Segmentation mask data
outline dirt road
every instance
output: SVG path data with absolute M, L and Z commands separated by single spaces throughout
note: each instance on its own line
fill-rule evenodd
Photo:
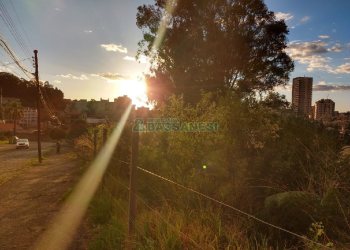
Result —
M 63 147 L 59 155 L 54 144 L 44 143 L 43 149 L 44 162 L 38 165 L 35 147 L 16 150 L 0 145 L 1 250 L 30 249 L 81 172 L 69 148 Z

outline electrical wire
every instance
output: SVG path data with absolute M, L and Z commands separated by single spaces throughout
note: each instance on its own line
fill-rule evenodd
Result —
M 18 60 L 16 54 L 11 50 L 10 46 L 6 43 L 3 37 L 0 36 L 0 47 L 7 53 L 7 55 L 15 62 L 15 64 L 21 69 L 21 71 L 28 77 L 29 80 L 32 80 L 33 73 L 30 72 L 21 61 Z
M 29 56 L 30 50 L 28 49 L 28 46 L 26 45 L 21 34 L 18 32 L 17 27 L 16 27 L 15 23 L 13 22 L 11 15 L 8 13 L 6 6 L 2 0 L 0 0 L 0 11 L 1 11 L 1 18 L 3 19 L 4 23 L 7 25 L 13 38 L 18 43 L 19 47 L 24 52 L 24 54 L 26 56 Z

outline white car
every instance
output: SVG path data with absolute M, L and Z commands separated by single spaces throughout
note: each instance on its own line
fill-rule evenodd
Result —
M 28 139 L 18 139 L 16 142 L 16 149 L 19 148 L 29 148 L 29 140 Z

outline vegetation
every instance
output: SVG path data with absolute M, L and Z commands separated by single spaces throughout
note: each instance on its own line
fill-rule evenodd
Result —
M 12 101 L 4 105 L 3 113 L 5 114 L 5 117 L 7 117 L 13 123 L 13 136 L 16 136 L 17 123 L 18 123 L 18 120 L 21 119 L 23 115 L 22 110 L 23 110 L 23 107 L 19 102 Z
M 139 53 L 153 60 L 148 82 L 157 101 L 175 93 L 196 102 L 200 89 L 268 91 L 294 68 L 284 50 L 287 26 L 262 0 L 156 0 L 138 8 L 137 25 Z
M 141 133 L 138 166 L 231 208 L 138 171 L 137 249 L 349 248 L 350 158 L 335 130 L 272 91 L 293 69 L 285 23 L 261 0 L 155 2 L 137 14 L 149 117 L 219 129 Z M 131 131 L 91 205 L 90 249 L 125 248 Z
M 150 115 L 213 121 L 219 130 L 141 133 L 139 166 L 320 244 L 346 248 L 350 158 L 340 154 L 334 132 L 274 100 L 205 93 L 190 105 L 173 96 Z M 130 131 L 131 125 L 91 208 L 99 225 L 91 249 L 122 249 L 126 240 Z M 138 249 L 319 247 L 141 171 L 137 179 Z
M 24 107 L 36 107 L 37 90 L 31 82 L 20 79 L 11 73 L 0 72 L 0 88 L 2 88 L 4 97 L 18 98 Z M 45 82 L 42 84 L 42 92 L 56 110 L 64 110 L 65 104 L 61 90 L 53 88 L 48 82 Z

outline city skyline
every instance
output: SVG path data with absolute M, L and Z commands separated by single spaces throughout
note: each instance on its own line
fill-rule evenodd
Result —
M 8 11 L 18 17 L 14 21 L 25 31 L 30 49 L 39 50 L 41 80 L 62 89 L 66 98 L 113 99 L 128 94 L 126 85 L 137 88 L 137 79 L 147 72 L 148 58 L 135 60 L 137 43 L 142 38 L 136 27 L 136 12 L 139 5 L 153 2 L 19 0 L 11 3 Z M 265 3 L 277 18 L 286 21 L 290 30 L 287 51 L 295 62 L 289 84 L 277 91 L 291 101 L 292 79 L 313 77 L 313 104 L 331 98 L 336 110 L 350 110 L 350 21 L 344 18 L 350 2 Z M 1 27 L 3 37 L 19 59 L 26 59 L 23 63 L 32 68 L 28 55 L 17 46 L 6 25 Z M 4 53 L 0 54 L 0 61 L 10 62 Z M 21 75 L 14 65 L 0 69 Z

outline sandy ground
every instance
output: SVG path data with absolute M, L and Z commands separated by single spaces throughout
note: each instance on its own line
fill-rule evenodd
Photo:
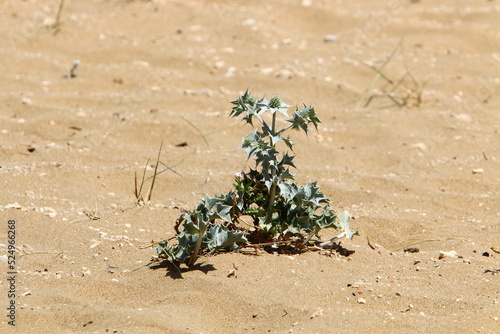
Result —
M 56 31 L 58 5 L 0 1 L 2 332 L 500 332 L 497 0 L 67 0 Z M 246 89 L 315 107 L 297 180 L 351 212 L 354 253 L 149 265 L 250 164 Z M 137 206 L 162 141 L 181 176 Z

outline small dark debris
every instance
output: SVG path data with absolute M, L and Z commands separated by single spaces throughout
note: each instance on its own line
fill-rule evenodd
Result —
M 182 142 L 180 144 L 176 144 L 175 146 L 176 147 L 186 147 L 186 146 L 188 146 L 188 143 L 187 142 Z
M 500 274 L 500 269 L 486 269 L 484 271 L 485 274 L 491 273 L 492 275 Z
M 83 324 L 83 327 L 87 327 L 88 325 L 92 325 L 94 322 L 91 320 L 91 321 L 87 321 L 86 323 Z
M 404 252 L 405 253 L 418 253 L 418 252 L 420 252 L 420 249 L 418 249 L 416 247 L 409 247 L 409 248 L 405 248 Z
M 71 130 L 76 130 L 76 131 L 82 131 L 82 128 L 78 127 L 78 126 L 70 126 L 69 127 Z
M 35 152 L 36 148 L 34 147 L 28 147 L 28 152 L 33 153 Z
M 76 69 L 78 68 L 78 66 L 80 65 L 80 61 L 79 60 L 75 60 L 73 61 L 73 66 L 71 67 L 71 69 L 69 70 L 69 72 L 64 76 L 66 79 L 73 79 L 73 78 L 76 78 Z
M 484 252 L 483 254 L 481 254 L 482 256 L 486 256 L 486 257 L 490 257 L 490 253 L 488 252 Z

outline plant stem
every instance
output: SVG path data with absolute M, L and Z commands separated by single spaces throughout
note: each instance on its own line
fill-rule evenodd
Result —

Exercise aim
When a line in the records above holds "outline", that line is to be reported.

Task result
outline dirt road
outline electrical wire
outline white car
outline vegetation
outline city skyline
outline sandy ground
outline small dark debris
outline plant stem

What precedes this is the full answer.